====== Provided records ======

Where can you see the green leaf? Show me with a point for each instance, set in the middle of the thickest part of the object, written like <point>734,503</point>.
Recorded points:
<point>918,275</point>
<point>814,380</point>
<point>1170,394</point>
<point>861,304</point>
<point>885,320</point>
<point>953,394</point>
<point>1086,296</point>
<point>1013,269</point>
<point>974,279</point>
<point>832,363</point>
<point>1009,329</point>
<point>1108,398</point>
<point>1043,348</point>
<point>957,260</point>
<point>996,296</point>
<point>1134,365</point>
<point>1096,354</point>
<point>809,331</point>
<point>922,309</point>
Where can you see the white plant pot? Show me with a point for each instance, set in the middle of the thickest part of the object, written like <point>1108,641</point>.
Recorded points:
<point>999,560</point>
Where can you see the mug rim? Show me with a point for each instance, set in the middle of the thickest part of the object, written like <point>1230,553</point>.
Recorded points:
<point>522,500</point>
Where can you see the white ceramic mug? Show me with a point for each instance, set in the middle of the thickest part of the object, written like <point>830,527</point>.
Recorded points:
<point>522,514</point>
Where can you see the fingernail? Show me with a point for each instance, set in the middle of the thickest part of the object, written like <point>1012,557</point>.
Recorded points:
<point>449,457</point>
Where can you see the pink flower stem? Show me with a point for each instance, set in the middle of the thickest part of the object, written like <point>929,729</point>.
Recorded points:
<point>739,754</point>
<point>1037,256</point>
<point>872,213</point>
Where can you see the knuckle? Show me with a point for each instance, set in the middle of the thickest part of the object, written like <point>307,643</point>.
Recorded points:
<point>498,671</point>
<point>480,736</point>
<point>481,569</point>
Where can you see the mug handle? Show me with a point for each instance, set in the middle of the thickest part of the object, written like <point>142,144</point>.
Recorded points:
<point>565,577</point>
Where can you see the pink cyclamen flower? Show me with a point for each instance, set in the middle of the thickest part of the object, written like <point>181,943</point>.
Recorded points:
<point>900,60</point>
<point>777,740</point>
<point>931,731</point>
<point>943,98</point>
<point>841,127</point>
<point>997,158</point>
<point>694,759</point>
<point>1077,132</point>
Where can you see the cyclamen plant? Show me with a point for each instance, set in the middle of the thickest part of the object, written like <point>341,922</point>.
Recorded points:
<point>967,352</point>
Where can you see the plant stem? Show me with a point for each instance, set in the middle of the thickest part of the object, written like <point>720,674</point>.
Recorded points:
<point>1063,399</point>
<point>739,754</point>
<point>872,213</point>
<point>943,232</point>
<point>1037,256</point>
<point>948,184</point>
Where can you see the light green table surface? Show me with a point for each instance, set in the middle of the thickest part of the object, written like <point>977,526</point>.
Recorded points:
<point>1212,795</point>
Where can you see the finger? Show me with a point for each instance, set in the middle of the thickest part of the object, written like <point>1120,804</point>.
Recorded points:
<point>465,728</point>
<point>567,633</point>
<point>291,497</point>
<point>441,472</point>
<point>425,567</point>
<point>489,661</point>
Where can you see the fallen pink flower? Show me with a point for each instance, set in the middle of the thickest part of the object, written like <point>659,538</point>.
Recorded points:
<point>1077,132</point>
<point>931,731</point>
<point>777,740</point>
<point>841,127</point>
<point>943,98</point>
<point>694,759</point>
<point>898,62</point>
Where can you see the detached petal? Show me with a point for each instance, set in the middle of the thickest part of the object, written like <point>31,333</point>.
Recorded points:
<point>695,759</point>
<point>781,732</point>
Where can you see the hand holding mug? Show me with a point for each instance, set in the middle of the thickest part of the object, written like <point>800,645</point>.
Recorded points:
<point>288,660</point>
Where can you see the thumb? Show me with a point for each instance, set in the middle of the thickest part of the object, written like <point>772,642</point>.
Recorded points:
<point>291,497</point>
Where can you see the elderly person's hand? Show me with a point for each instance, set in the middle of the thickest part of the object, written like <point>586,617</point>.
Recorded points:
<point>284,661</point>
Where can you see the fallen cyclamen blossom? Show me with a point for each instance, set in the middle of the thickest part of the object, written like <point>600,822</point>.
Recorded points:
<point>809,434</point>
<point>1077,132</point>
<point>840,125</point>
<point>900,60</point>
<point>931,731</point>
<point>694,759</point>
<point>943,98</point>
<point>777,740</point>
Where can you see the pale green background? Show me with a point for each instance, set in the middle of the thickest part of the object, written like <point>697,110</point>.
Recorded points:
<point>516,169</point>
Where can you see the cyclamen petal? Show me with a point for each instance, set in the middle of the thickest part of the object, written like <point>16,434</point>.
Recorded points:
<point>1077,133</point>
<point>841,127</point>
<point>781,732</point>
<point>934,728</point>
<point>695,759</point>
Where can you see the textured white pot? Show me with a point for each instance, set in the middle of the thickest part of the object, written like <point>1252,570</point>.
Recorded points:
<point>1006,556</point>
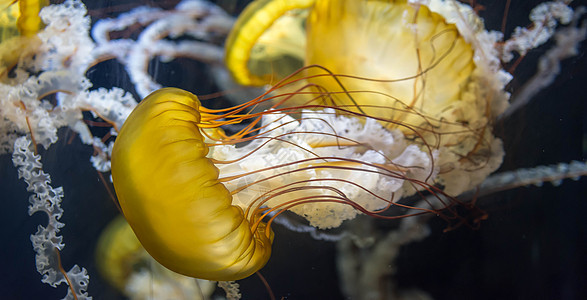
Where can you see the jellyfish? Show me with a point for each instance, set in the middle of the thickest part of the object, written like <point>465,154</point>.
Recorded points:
<point>182,181</point>
<point>71,95</point>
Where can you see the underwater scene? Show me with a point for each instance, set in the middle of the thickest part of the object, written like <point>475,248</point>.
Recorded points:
<point>303,149</point>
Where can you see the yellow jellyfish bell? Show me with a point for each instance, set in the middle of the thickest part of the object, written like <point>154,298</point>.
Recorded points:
<point>252,52</point>
<point>170,194</point>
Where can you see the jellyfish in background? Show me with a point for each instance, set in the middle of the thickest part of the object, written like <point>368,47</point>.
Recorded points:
<point>62,98</point>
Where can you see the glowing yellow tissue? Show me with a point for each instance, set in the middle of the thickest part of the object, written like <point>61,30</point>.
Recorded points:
<point>170,194</point>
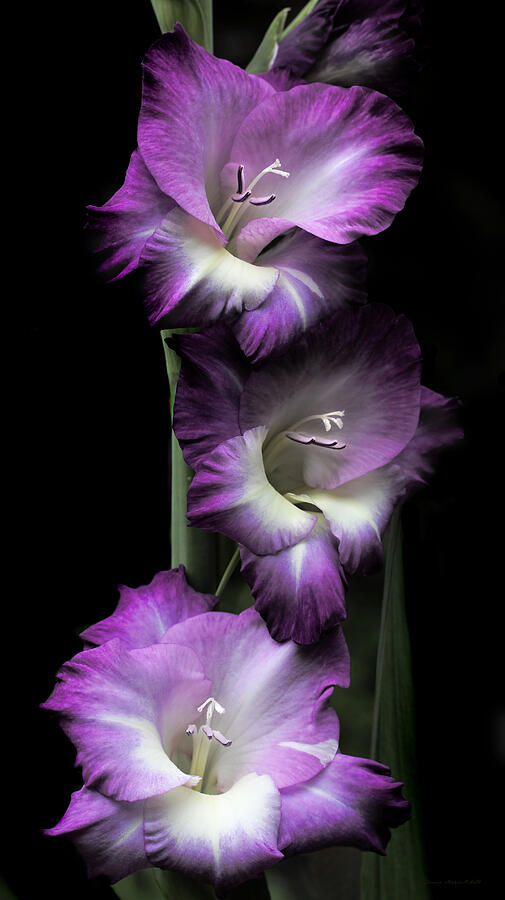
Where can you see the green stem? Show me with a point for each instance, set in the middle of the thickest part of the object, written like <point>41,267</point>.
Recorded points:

======

**Instructions to follow**
Copy out every one of the records above word for word, omitting the pictures.

**Response**
Where can you see the green leaf? Show me with a point for each instance, set in the middle of the thickest part of the object, written like <point>734,503</point>.
Recorded points:
<point>918,275</point>
<point>814,380</point>
<point>1170,394</point>
<point>861,304</point>
<point>885,320</point>
<point>953,394</point>
<point>1086,296</point>
<point>1013,269</point>
<point>974,279</point>
<point>832,363</point>
<point>1009,329</point>
<point>1108,398</point>
<point>1043,348</point>
<point>957,260</point>
<point>996,296</point>
<point>1134,365</point>
<point>1096,354</point>
<point>809,331</point>
<point>922,309</point>
Where can you see the white plant pot? Show me with a point for each instance, set in the middle of the thickest part of the object, written like <point>1108,641</point>.
Recorded points:
<point>999,560</point>
Where can you see the mug rim? Show me with a point for each instance, set in the middle of the thickest part of the object, written like <point>1230,553</point>.
Recorded points:
<point>522,500</point>
Where can you see the white ceramic mug? Show me with a point for each instance, set in the middle of the thickest part of the object, written like <point>830,527</point>.
Recorded points:
<point>522,514</point>
Where can you see the fingernail? Show me with a point for each instance, set in the middle of the thickest part of the object, written like <point>1012,557</point>.
Recorded points:
<point>449,457</point>
Where can you see the pink flower stem? Show me with a point for each instance, set in the middle of the thickest part of the object, written like <point>929,729</point>.
Recorded points:
<point>739,754</point>
<point>1037,256</point>
<point>872,213</point>
Where can you see the knuckle? Show me with a point for each instance, set in the middle of the thickest part of the object, written like <point>307,643</point>.
Recorded points:
<point>498,671</point>
<point>480,736</point>
<point>481,569</point>
Where can you see the mug handle? Show me with a point for each instance, set in the middle of the thickest part of the object, written like <point>142,144</point>.
Recorded points:
<point>565,577</point>
Where can you see the pink cyclamen flower? Show me with a point for each instance, set in the middle of the thickest part of the object, written like <point>181,943</point>.
Recorded points:
<point>900,60</point>
<point>777,740</point>
<point>931,731</point>
<point>943,98</point>
<point>841,127</point>
<point>997,158</point>
<point>694,759</point>
<point>1077,132</point>
Where can you see the cyclamen plant? Show me with a point for each instance, set in the middle of the thickest part of the object, written like <point>341,922</point>.
Recorded points:
<point>967,352</point>
Where can you see the plant stem? Show me with a point for each instance, set in the middle of the thickest part of the object, written like <point>720,674</point>.
Recorded points:
<point>1063,399</point>
<point>739,754</point>
<point>872,213</point>
<point>943,232</point>
<point>1037,256</point>
<point>948,184</point>
Where can you see the light green table surface? Show me with a point for each instance, set in the middle of the thickest part of the object, written like <point>977,526</point>.
Recorded points:
<point>1212,795</point>
Where can you see the finger? Show me with a point for each instance, set in the middle of the thickest part of the object, written like <point>1120,804</point>.
Recorded points:
<point>465,728</point>
<point>567,633</point>
<point>291,497</point>
<point>441,472</point>
<point>425,567</point>
<point>489,661</point>
Where can you see the fallen pink flower? Show me with a point for each instance, set in the middle of the thickest part of the object, written like <point>659,538</point>.
Recorded points:
<point>1077,132</point>
<point>931,731</point>
<point>777,740</point>
<point>841,127</point>
<point>943,98</point>
<point>694,759</point>
<point>898,62</point>
Where can you see the detached petal? Show me with a point for each instance, set in the middle of the thickest part of the object, written like <point>31,333</point>.
Recorded points:
<point>695,759</point>
<point>781,732</point>
Where can you see the hand holding mug? Show me with a point for each instance, set in the middle of the thickest part of the object, written like <point>800,645</point>.
Recorded points:
<point>288,660</point>
Where can you see the thumb? Show me with a point for each instance, set in the middle of the thickest part of the object, written like <point>772,642</point>.
Recorded points:
<point>291,497</point>
Where can you see the elderly person's hand? Show me with a point for each instance, set in the middle of the thickest part of the object, written like <point>586,617</point>.
Recorded points:
<point>284,661</point>
Where can you see the fallen cyclamen blossom? Show me with a point for each instance, set in the middle of the thickest part of the object, written like <point>600,822</point>.
Recorded points:
<point>809,434</point>
<point>1077,132</point>
<point>840,125</point>
<point>900,60</point>
<point>931,731</point>
<point>694,759</point>
<point>943,98</point>
<point>777,740</point>
Where can you see the pale green background? Show me with a point for each instance, set in the middle of the thickest part of the object, written like <point>697,110</point>.
Recorded points:
<point>516,169</point>
Where can you see the cyclamen petal? Show me with a point for each instance, set in the middle of the thickest part of the object, written like <point>16,434</point>.
Recorded points:
<point>1077,133</point>
<point>841,127</point>
<point>781,732</point>
<point>934,728</point>
<point>695,759</point>
Where can you see the textured white pot? Show me with a point for each instance, set in the middle of the thickest part of the object, written like <point>1252,570</point>.
Recorded points:
<point>1006,556</point>
Where can you see the jellyfish? Show me with a point for each instance, set in the middle of the thickest part of the object, written like <point>465,154</point>.
Recorded points:
<point>182,181</point>
<point>71,95</point>
Where can you see the underwater scene? Show me with a point for each instance, set in the middle of the thickest part of the object, written like <point>475,248</point>.
Recorded points:
<point>303,149</point>
Where can you see the yellow jellyfish bell? Show me with a point for each instance, set in the middle of the thickest part of the object, written like <point>154,298</point>.
Recorded points:
<point>252,52</point>
<point>170,194</point>
Where can you see the jellyfish in background? Show me with a point for each instance, set in the middle of the thickest part of the object, written like <point>368,47</point>.
Recorded points:
<point>62,98</point>
Where can you see the glowing yellow tissue? Show me with a point for each instance, set in the middle of the thickest part of the object, written like <point>61,30</point>.
Recorded points:
<point>170,194</point>
Where can you see the green stem? Show me with a point for each instance, set in the middle of the thickest part of the object, written like <point>41,267</point>.
Recorded points:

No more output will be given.